** TASK TO COMPLETE **
Extract every line in the listing below that contains the string "oven". Matching is case-sensitive.

··· THE INPUT

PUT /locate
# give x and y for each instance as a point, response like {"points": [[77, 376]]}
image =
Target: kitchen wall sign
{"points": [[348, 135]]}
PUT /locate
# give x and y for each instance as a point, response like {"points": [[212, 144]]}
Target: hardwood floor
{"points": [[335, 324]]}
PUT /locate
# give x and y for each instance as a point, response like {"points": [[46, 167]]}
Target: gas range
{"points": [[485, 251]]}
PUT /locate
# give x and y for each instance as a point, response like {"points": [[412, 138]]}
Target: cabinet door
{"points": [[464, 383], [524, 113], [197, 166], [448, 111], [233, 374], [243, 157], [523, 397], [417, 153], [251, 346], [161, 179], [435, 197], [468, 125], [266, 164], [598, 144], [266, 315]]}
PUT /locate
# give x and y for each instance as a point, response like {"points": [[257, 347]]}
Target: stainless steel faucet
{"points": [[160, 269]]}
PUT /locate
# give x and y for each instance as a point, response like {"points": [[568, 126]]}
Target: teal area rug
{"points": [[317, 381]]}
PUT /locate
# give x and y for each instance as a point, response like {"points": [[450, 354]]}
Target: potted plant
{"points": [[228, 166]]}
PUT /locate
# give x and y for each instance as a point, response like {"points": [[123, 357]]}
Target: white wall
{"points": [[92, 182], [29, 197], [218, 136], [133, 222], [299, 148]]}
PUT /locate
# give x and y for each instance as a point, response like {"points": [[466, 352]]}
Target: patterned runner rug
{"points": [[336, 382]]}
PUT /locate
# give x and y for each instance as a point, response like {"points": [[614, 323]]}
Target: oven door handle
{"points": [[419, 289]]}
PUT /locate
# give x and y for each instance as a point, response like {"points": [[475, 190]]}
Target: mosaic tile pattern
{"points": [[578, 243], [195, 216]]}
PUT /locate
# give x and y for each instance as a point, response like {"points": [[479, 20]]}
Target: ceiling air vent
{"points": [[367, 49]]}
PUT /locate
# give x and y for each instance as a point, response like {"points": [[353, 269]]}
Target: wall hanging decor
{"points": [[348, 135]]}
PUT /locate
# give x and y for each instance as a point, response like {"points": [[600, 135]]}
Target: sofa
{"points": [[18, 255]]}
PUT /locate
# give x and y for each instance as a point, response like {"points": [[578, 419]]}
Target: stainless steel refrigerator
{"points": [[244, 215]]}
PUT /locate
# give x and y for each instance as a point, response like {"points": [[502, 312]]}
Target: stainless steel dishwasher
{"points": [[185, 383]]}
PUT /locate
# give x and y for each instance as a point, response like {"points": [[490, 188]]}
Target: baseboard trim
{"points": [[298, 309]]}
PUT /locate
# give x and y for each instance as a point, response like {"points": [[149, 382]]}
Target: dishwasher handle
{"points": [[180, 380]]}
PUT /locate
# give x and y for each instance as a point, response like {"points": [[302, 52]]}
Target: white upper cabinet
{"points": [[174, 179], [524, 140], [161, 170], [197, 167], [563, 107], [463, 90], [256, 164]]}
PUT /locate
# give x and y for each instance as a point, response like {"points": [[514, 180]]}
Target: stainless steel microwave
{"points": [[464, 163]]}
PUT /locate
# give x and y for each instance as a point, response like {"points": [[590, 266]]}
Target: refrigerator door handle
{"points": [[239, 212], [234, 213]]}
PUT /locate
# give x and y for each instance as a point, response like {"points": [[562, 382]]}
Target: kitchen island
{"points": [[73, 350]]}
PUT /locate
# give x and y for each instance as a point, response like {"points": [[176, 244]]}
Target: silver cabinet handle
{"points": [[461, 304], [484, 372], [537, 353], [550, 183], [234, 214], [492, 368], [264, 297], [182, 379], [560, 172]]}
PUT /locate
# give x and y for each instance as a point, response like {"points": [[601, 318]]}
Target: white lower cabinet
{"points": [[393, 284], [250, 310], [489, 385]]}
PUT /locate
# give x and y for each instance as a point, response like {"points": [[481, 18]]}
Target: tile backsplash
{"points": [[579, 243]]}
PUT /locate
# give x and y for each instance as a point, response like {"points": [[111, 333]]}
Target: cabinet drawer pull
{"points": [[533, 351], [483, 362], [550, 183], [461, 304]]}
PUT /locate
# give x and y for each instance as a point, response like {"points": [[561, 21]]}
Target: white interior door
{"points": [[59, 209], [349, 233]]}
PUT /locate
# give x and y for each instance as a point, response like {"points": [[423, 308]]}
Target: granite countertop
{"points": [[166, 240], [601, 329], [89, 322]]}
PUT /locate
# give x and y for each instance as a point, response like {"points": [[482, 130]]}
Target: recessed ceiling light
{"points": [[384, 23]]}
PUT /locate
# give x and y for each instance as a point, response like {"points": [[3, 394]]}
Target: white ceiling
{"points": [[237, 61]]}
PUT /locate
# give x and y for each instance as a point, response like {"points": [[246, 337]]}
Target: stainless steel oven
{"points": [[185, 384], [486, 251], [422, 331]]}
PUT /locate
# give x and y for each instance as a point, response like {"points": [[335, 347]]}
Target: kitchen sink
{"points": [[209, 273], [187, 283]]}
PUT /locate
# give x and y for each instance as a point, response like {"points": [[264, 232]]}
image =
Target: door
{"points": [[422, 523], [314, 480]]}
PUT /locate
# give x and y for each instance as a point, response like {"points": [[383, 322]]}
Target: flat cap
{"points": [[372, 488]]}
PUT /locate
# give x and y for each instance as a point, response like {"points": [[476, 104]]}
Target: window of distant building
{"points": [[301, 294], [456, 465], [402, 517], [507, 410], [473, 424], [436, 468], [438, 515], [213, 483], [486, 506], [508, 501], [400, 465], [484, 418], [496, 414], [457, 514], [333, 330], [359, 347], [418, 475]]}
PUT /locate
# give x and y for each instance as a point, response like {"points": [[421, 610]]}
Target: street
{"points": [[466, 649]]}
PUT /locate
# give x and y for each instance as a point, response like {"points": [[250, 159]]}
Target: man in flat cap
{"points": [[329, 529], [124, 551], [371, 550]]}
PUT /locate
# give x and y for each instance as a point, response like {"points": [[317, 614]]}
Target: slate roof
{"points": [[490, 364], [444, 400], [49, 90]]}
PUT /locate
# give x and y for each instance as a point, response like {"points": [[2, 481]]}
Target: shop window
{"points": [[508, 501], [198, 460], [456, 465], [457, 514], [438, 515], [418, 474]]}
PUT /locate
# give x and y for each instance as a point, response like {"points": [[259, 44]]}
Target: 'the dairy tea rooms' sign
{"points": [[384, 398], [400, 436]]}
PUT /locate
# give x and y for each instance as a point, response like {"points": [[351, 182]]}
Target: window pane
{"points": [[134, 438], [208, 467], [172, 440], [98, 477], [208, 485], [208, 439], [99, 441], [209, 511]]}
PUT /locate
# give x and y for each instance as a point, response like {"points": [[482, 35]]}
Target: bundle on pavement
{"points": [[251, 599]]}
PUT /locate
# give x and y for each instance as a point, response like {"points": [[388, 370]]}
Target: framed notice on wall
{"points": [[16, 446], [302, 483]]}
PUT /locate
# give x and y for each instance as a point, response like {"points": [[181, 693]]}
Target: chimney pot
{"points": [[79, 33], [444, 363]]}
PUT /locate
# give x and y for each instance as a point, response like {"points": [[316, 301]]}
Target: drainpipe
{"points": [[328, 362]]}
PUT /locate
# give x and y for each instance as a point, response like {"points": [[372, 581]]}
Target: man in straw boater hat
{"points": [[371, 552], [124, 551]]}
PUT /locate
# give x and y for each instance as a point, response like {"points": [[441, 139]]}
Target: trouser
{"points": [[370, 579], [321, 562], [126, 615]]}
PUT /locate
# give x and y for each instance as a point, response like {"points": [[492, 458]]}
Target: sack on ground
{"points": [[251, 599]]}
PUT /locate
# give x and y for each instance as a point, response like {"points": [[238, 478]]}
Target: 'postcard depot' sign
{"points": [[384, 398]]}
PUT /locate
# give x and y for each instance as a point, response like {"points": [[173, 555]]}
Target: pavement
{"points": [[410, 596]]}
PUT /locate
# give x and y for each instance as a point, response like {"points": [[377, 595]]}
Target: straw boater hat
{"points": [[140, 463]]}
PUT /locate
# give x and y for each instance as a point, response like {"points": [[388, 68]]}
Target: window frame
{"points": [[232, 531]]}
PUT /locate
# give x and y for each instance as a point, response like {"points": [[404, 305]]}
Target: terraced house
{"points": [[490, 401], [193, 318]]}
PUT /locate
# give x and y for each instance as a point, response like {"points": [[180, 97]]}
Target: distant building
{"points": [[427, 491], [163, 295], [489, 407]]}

······

** RESPONSE FOR THIS EXERCISE **
Target: oven door handle
Target: stainless steel oven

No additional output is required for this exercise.